---- Provided records

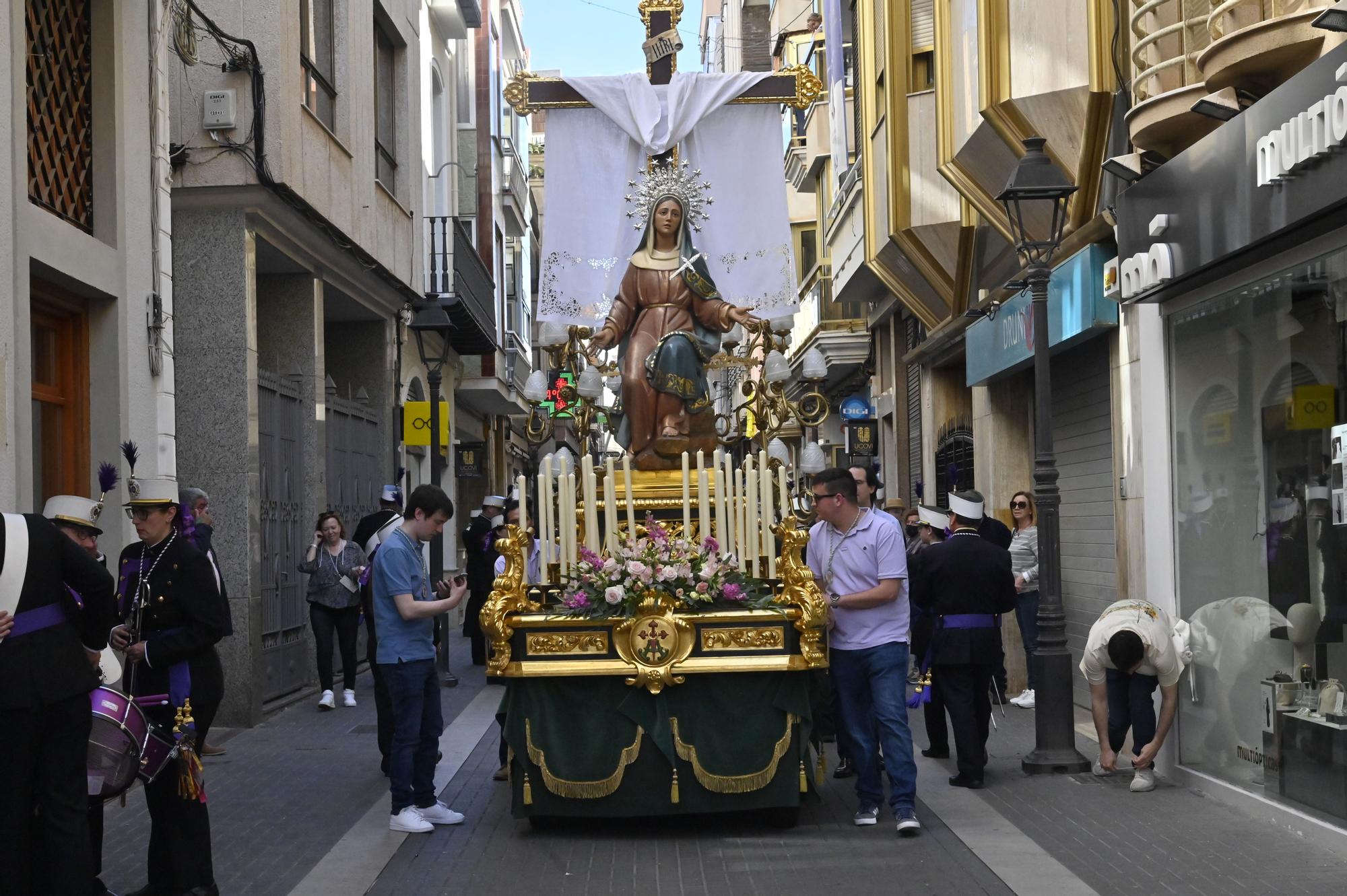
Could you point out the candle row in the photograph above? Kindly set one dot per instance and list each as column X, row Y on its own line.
column 747, row 504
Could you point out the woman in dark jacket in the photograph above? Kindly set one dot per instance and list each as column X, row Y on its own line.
column 335, row 567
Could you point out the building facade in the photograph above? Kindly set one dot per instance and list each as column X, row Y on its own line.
column 87, row 319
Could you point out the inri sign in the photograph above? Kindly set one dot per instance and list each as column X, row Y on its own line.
column 1310, row 135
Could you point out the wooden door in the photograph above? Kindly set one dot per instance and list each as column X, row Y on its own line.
column 60, row 394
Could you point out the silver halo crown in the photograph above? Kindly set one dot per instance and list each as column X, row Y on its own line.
column 681, row 180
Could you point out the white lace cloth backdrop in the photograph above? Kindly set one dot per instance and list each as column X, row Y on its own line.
column 593, row 152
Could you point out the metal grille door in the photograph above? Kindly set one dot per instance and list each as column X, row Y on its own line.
column 284, row 618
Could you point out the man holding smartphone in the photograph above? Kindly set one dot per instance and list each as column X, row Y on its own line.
column 405, row 614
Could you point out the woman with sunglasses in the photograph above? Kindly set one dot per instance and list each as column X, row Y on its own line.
column 172, row 619
column 335, row 567
column 1024, row 564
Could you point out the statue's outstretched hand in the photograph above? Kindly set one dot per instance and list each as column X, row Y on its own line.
column 743, row 316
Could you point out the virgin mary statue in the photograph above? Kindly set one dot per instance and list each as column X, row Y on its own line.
column 667, row 322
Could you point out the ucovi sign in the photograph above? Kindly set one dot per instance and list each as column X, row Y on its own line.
column 1311, row 135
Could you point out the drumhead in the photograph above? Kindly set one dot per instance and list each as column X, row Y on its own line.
column 112, row 761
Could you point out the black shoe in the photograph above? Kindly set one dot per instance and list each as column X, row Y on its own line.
column 960, row 781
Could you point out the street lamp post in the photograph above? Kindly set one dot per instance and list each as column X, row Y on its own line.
column 430, row 318
column 1039, row 190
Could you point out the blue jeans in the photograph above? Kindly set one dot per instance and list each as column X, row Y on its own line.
column 872, row 688
column 1131, row 705
column 1027, row 614
column 414, row 692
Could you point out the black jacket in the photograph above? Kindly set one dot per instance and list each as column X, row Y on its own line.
column 964, row 575
column 52, row 665
column 183, row 619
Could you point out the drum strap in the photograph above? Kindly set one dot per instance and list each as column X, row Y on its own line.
column 15, row 568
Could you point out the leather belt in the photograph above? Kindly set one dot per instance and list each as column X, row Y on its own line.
column 971, row 621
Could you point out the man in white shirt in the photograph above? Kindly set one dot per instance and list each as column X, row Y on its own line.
column 1129, row 653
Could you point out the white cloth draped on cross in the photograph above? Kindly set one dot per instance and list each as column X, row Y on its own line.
column 592, row 155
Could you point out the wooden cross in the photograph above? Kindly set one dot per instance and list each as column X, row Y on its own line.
column 795, row 86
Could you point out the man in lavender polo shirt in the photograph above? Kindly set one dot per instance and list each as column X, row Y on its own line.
column 861, row 565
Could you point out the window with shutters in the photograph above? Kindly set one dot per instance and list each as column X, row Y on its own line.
column 60, row 88
column 317, row 55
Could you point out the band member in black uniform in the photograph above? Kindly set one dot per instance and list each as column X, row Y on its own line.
column 965, row 584
column 45, row 680
column 76, row 517
column 480, row 551
column 172, row 619
column 372, row 530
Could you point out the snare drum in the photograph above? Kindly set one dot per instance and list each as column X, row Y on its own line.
column 123, row 745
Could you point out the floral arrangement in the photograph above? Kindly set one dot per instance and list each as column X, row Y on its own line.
column 688, row 574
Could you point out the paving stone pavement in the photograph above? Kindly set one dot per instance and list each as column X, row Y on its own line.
column 1173, row 840
column 284, row 794
column 696, row 856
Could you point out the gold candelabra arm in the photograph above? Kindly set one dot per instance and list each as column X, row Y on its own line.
column 508, row 596
column 799, row 590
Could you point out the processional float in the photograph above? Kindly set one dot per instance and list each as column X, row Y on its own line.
column 657, row 618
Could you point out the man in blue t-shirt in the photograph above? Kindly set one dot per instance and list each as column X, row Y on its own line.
column 405, row 617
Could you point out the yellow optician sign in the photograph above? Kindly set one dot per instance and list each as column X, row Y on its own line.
column 417, row 423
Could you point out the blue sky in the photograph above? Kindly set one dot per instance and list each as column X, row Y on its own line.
column 599, row 36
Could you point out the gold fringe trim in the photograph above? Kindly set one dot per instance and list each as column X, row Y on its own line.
column 583, row 789
column 733, row 784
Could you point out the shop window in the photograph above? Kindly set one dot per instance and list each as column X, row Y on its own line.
column 60, row 435
column 1257, row 400
column 953, row 460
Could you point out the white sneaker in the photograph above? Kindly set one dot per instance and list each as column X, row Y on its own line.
column 1143, row 781
column 441, row 815
column 410, row 821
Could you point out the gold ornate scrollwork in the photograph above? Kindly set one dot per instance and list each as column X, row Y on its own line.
column 574, row 642
column 808, row 85
column 655, row 641
column 647, row 7
column 508, row 596
column 770, row 638
column 799, row 590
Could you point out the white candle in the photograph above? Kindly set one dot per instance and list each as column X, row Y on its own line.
column 631, row 501
column 589, row 485
column 751, row 524
column 704, row 499
column 740, row 510
column 546, row 508
column 688, row 502
column 523, row 524
column 767, row 516
column 610, row 508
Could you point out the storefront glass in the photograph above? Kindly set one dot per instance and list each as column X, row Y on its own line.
column 1257, row 388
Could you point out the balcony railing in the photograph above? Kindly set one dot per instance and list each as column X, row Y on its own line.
column 1167, row 38
column 456, row 272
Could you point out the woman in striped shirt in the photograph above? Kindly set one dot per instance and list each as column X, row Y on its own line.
column 1024, row 564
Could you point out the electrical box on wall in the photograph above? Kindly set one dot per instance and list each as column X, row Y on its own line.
column 219, row 109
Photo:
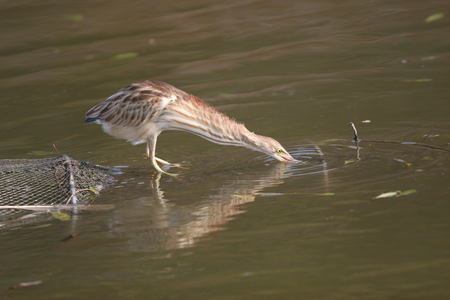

--------

§ Goal
Retype the rows between the lines holding "Could you point out the man holding" and "column 1039, row 190", inclusive, reproducing each line without any change.

§ Task answer
Could you point out the man holding smartphone in the photograph above? Kindly set one dot per instance and list each as column X, row Y on its own line.
column 405, row 614
Could you point out the woman with sunglasses in the photograph above? Kindly set one dot per instance and list each as column X, row Y on its own line.
column 172, row 619
column 335, row 567
column 1024, row 564
Could you point out the statue's outstretched hand in the photograph above? Kindly set one dot per instance and list each as column X, row Y on its own line.
column 743, row 316
Could you point out the virgin mary statue in the photograph above? Kindly set one dot per instance and list each as column X, row Y on its own line.
column 667, row 322
Could you point out the ucovi sign in the photograph above? Kindly set one dot per instance and list each as column X, row Y on its own line.
column 1311, row 135
Could you point out the drumhead in the photograph above? Kindly set one dot per instance and list each as column X, row Y on its own line.
column 112, row 761
Could you point out the black shoe in the photograph above? Kindly set one dot per instance and list each as column X, row Y on its own line.
column 960, row 781
Could you point out the street lamp post in the photograph above? Kindly set one dot per instance and list each as column X, row Y on its own line.
column 430, row 318
column 1039, row 190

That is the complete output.